▶ **WHAT IS REQUIRED**
Convert the records into a two-column CSV headed input and output, with one row per record and each record's text and its answer in its own quoted field, line breaks replaced by spaces. Begin at the line that has "[segment] nebraska realty logo" and stop after the line that has "M 223 108 L", including only the records in that span.

▶ **RAW DATA**
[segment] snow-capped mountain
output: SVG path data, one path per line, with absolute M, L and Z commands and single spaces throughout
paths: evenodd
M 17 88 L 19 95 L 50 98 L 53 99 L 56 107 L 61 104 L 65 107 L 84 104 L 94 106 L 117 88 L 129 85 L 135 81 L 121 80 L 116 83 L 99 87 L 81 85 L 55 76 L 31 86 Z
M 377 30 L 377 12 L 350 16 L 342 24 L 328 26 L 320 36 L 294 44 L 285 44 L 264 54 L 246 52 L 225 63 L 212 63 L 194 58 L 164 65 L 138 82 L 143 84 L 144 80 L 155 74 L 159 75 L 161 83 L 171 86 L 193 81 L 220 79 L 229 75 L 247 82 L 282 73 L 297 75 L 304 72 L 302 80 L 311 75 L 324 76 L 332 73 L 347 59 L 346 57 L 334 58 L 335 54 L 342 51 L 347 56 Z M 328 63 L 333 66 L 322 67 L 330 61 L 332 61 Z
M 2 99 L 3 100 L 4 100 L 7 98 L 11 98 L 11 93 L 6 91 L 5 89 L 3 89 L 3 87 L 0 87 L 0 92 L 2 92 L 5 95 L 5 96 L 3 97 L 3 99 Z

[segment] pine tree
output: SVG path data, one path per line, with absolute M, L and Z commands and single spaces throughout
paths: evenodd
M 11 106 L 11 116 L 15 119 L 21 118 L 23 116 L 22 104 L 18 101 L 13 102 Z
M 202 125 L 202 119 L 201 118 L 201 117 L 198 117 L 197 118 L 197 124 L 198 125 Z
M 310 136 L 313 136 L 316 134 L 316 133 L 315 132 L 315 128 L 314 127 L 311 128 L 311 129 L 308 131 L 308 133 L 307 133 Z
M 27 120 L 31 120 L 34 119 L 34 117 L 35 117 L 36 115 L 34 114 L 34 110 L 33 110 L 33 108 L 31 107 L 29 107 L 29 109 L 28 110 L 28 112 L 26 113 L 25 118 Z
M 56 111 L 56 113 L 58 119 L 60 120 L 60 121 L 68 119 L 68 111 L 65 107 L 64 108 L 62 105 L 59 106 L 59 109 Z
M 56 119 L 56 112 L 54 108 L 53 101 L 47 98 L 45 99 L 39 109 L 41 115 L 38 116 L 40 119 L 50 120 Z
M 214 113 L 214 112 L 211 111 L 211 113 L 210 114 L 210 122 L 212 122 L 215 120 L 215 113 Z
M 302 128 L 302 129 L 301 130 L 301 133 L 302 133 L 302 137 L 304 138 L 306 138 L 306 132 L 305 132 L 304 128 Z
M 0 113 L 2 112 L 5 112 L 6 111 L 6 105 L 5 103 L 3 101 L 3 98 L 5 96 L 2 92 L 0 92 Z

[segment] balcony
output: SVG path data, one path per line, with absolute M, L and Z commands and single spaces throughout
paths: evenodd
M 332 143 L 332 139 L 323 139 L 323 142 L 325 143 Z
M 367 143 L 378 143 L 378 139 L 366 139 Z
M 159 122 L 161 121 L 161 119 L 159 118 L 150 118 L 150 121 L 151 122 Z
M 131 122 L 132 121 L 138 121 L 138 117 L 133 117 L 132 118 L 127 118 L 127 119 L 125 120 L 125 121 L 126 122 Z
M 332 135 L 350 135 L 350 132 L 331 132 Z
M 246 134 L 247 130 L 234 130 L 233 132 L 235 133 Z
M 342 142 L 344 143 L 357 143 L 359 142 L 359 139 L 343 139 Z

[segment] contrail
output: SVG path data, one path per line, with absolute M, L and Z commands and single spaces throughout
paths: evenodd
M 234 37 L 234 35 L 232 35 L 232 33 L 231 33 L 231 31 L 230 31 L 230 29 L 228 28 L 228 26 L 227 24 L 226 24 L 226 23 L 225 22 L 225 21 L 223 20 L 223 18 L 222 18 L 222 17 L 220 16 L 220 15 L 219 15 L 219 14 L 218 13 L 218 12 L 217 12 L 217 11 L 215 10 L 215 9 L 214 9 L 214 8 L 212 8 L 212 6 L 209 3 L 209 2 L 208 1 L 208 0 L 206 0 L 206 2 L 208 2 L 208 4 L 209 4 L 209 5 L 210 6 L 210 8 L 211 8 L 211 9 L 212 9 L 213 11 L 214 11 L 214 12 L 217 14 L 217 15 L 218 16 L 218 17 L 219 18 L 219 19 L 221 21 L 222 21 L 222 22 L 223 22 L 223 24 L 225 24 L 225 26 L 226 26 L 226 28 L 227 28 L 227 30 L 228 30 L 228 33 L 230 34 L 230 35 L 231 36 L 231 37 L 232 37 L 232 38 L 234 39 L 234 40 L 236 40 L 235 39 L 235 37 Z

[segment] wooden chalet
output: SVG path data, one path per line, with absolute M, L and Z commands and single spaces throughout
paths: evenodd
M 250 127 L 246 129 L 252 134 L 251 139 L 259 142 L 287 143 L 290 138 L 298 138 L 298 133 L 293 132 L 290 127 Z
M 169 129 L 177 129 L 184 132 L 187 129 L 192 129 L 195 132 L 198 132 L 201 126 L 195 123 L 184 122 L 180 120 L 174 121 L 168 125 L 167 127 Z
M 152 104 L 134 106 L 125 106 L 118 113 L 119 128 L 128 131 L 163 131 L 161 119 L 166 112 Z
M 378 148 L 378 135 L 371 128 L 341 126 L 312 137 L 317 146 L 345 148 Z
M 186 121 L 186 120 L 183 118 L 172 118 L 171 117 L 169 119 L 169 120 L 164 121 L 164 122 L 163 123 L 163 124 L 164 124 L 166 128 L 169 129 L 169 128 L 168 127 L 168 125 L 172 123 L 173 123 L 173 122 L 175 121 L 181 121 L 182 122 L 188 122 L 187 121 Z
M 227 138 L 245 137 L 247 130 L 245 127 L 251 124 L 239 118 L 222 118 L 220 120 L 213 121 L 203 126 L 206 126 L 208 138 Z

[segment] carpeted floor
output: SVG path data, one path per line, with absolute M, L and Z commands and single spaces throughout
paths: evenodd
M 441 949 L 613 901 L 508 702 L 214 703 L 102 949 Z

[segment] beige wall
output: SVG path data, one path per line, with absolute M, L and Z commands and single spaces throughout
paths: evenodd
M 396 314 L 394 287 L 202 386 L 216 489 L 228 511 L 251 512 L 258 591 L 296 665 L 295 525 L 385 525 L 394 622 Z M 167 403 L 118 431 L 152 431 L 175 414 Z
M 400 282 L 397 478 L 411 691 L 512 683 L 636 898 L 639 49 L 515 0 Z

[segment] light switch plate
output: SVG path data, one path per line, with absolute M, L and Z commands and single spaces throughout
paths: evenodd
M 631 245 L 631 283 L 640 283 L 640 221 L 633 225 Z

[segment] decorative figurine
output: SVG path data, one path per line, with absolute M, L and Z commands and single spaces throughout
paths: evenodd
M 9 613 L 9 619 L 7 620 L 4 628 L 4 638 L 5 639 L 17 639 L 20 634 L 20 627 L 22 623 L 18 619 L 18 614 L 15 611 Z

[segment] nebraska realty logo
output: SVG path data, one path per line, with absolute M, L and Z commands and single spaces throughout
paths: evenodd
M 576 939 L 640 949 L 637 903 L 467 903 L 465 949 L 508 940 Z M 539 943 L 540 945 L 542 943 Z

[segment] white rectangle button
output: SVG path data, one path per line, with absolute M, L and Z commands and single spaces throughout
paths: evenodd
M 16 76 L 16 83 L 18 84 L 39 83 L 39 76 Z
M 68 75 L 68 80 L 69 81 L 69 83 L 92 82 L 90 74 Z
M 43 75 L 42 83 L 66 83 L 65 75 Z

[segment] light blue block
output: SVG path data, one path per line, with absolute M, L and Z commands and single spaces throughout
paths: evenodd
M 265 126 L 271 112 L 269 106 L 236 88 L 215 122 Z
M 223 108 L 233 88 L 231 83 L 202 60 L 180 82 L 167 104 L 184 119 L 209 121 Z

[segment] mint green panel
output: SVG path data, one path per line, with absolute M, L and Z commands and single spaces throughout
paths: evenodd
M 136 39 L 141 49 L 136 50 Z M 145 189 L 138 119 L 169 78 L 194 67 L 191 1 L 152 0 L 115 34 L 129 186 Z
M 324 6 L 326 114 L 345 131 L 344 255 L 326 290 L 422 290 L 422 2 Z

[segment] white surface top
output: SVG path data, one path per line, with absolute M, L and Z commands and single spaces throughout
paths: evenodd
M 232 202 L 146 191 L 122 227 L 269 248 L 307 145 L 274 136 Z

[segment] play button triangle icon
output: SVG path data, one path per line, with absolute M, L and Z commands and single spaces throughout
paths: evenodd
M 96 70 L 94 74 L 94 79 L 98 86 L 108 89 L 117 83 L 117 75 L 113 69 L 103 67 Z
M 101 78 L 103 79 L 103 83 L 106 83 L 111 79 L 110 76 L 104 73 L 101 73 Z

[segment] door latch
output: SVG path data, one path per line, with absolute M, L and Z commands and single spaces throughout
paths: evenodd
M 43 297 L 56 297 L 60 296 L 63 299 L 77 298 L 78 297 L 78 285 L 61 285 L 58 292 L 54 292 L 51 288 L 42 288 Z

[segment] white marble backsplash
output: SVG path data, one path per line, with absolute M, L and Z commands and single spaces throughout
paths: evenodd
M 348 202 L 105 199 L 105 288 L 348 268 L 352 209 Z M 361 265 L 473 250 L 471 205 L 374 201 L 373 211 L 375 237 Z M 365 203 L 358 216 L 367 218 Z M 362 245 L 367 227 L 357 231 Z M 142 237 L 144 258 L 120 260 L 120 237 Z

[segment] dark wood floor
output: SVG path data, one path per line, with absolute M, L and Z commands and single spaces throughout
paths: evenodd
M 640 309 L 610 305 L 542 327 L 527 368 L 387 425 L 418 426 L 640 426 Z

▶ **OUTPUT FOR THIS TASK**
input,output
"[segment] nebraska realty logo output: SVG path data, one path per line, with absolute M, L and Z commands and single spaces throughout paths: evenodd","M 576 939 L 640 949 L 637 903 L 467 903 L 465 949 L 508 940 Z M 539 943 L 540 945 L 542 943 Z"
"[segment] white rectangle button output: SVG path data, one path per line, with absolute M, L and Z commands and single spaces throughout paths: evenodd","M 16 76 L 16 83 L 18 84 L 39 83 L 39 76 Z M 68 75 L 68 80 L 69 81 L 69 83 L 92 82 L 90 74 Z M 43 75 L 42 83 L 66 83 L 65 75 Z"
"[segment] light blue block output: SVG path data, one path per line, with absolute M, L and Z commands and single spaces throughout paths: evenodd","M 265 126 L 271 112 L 269 106 L 236 88 L 215 122 Z M 223 108 L 233 88 L 231 83 L 202 60 L 180 82 L 167 104 L 184 119 L 209 121 Z"